─── Extract provided ───

Myanmar’s military-controlled government has also enacted a new law on registration of political parties that will make it difficult for opposition groups to mount a serious challenge to army-backed candidates in a general election set to take place later this year.
The administration uses a February 2021 executive order signed by President Joe Biden as its authority to impose the sanctions.
"The U.S. Department of the Treasury, along with partner nations like the United Kingdom, Canada, and Australia continue to stand with the people of Burma as they seek freedom and democracy,” Brian Nelson, Treasury's undersecretary for terrorism and financial intelligence, said in a statement.
“The United States will continue to promote accountability for those who provide financial and material support to, and directly enable, the violent suppression of democracy in Burma."
A February 2021 military coup removed State Counsellor Aung San Suu Kyi. Officials arrested her and top members of her governing National League for Democracy party, which had won a landslide victory for a second term in a November 2020 general election.

───

To-do item A:
From the records, copy out word for word the part that opens with the line containing "137L155 169L216 416L169" and closes with the line containing "positive clicks: (199, 350)", both of those lines included.

─── Record excerpts ───

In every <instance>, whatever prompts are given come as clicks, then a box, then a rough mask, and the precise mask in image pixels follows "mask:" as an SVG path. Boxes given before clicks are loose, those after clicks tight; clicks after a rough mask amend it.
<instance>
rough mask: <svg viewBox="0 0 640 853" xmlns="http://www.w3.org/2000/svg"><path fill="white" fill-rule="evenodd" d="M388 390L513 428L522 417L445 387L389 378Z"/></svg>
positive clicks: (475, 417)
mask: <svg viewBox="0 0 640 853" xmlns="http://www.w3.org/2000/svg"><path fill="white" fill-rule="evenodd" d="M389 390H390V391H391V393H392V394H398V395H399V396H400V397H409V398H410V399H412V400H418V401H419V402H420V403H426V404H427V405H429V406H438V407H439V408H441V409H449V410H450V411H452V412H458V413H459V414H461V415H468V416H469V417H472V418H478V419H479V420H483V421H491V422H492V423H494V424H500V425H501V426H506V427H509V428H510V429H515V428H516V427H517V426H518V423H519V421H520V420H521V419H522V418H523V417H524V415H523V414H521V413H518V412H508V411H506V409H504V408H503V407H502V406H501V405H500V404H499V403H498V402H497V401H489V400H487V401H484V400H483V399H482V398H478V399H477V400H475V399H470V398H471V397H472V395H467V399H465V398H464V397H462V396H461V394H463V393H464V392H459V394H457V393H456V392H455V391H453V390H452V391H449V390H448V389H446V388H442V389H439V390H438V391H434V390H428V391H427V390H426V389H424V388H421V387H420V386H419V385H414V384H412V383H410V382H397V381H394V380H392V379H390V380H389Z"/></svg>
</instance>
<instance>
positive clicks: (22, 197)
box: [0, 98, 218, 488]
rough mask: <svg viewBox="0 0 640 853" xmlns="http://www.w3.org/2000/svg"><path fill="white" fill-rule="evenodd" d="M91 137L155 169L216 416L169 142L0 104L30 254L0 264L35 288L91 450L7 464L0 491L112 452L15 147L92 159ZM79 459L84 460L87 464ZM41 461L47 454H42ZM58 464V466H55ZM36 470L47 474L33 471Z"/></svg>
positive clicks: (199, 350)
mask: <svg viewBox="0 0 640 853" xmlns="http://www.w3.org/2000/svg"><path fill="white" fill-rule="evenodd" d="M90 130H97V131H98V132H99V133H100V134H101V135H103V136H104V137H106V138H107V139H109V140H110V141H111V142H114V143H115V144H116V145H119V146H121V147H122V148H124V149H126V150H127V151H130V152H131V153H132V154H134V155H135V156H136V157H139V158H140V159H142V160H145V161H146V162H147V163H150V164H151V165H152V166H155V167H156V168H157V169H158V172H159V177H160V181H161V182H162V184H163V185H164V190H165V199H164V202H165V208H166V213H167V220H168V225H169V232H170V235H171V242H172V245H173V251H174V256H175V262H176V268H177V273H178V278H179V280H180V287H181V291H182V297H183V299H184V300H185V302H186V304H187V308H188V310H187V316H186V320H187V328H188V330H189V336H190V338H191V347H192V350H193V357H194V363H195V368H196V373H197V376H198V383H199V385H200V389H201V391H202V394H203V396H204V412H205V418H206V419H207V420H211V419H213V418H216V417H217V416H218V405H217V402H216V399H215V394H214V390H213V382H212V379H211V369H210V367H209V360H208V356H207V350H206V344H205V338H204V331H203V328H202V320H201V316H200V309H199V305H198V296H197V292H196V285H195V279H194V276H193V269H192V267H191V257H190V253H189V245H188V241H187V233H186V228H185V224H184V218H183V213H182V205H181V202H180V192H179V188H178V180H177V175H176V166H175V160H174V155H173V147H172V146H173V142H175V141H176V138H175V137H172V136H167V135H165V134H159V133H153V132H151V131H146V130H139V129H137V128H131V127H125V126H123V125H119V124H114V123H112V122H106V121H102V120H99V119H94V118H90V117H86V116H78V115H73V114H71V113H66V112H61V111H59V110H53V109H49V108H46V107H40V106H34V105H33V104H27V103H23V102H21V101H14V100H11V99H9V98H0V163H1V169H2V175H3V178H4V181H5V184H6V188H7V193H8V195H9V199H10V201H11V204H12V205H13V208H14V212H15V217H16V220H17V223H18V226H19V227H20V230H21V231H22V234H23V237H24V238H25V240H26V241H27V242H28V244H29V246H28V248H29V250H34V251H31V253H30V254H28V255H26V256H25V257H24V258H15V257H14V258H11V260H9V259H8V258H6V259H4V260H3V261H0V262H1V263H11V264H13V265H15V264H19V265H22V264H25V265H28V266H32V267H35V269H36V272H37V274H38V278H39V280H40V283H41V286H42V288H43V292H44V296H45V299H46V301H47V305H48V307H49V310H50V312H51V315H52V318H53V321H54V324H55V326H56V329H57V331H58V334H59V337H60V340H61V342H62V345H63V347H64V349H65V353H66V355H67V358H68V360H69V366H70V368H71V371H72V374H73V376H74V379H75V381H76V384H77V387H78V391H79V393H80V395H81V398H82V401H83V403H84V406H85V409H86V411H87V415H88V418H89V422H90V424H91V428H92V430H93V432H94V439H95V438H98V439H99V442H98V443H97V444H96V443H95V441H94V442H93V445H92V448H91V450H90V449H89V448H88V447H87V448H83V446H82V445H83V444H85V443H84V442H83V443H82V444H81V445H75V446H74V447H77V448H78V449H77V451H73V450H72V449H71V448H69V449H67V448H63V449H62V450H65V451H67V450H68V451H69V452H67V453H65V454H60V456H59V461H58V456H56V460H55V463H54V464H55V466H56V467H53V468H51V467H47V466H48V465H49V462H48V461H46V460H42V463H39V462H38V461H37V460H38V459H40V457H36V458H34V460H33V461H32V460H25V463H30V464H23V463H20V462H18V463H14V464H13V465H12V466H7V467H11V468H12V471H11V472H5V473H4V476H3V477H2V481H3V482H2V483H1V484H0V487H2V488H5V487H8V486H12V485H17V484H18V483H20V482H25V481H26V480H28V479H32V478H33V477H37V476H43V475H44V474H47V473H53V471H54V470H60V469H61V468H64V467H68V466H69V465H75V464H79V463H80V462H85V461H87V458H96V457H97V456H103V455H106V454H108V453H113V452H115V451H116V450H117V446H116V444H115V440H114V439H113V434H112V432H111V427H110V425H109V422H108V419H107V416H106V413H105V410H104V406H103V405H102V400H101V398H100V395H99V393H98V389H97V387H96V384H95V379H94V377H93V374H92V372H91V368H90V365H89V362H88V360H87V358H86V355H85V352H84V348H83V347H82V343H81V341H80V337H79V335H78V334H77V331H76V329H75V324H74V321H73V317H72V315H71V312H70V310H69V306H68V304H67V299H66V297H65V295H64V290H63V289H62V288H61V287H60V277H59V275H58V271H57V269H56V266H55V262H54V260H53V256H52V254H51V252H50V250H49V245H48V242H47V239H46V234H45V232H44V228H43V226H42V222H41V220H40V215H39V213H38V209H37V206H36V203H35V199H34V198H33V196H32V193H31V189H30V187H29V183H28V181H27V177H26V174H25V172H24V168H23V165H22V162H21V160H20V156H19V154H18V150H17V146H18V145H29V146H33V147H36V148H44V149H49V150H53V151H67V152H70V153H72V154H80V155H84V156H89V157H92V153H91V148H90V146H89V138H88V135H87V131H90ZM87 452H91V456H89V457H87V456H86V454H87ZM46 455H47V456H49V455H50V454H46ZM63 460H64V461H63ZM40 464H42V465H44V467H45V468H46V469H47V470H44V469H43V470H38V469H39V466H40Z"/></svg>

───

To-do item B:
Extend the passage on U.S. sanctions against Myanmar's military government, picking up after its final sentence.

Task response A:
rough mask: <svg viewBox="0 0 640 853" xmlns="http://www.w3.org/2000/svg"><path fill="white" fill-rule="evenodd" d="M91 137L155 169L216 416L169 142L0 104L30 254L0 264L35 288L91 450L7 464L0 491L112 452L15 147L92 159ZM79 459L84 460L87 464ZM41 461L47 454H42ZM58 464V466H55ZM36 470L47 474L33 471Z"/></svg>
positive clicks: (199, 350)

Task response B:
The military crackdown triggered armed resistance in much of the country, plunging Myanmar into a prolonged civil war.
A human rights monitoring group said in a report Tuesday that Myanmar’s military is increasingly turning to airstrikes with deadly results to try to crush stiff armed resistance two years after it seized power.
According to the independent Assistance Association for Political Prisoners, a watchdog group that tracks killings and arrests in Myanmar, 2,940 civilians have been killed and 17,572 have been arrested by authorities since the army takeover.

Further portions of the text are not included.